(Records)

__________________________________________________

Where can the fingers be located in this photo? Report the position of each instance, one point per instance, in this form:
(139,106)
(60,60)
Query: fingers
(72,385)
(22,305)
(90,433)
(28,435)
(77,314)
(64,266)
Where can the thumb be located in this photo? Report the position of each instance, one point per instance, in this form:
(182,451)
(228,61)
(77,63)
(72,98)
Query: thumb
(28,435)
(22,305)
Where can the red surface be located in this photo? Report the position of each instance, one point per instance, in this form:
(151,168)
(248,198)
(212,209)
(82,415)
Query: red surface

__________________________________________________

* WHAT THE TASK REQUIRES *
Copy every line of the records above, requests included. Add 28 to each coordinate in the answer points, and leave the sample points inside the requests unchanged.

* ANSWER TO THE TASK *
Where can the fingers be located in this photo? Report the position of each instance, one point per instance, in this form:
(139,106)
(60,60)
Query: fingers
(100,413)
(50,333)
(118,461)
(56,463)
(105,342)
(92,294)
Where can the thumb be located in this photo? Report the position of each instance, one point per instance, in this form:
(182,451)
(228,61)
(77,63)
(72,98)
Query: thumb
(56,463)
(50,333)
Where can the red surface be located in this photo? Report the position of each instance, one point per instance, in this form:
(151,168)
(248,198)
(212,209)
(82,415)
Query: red surface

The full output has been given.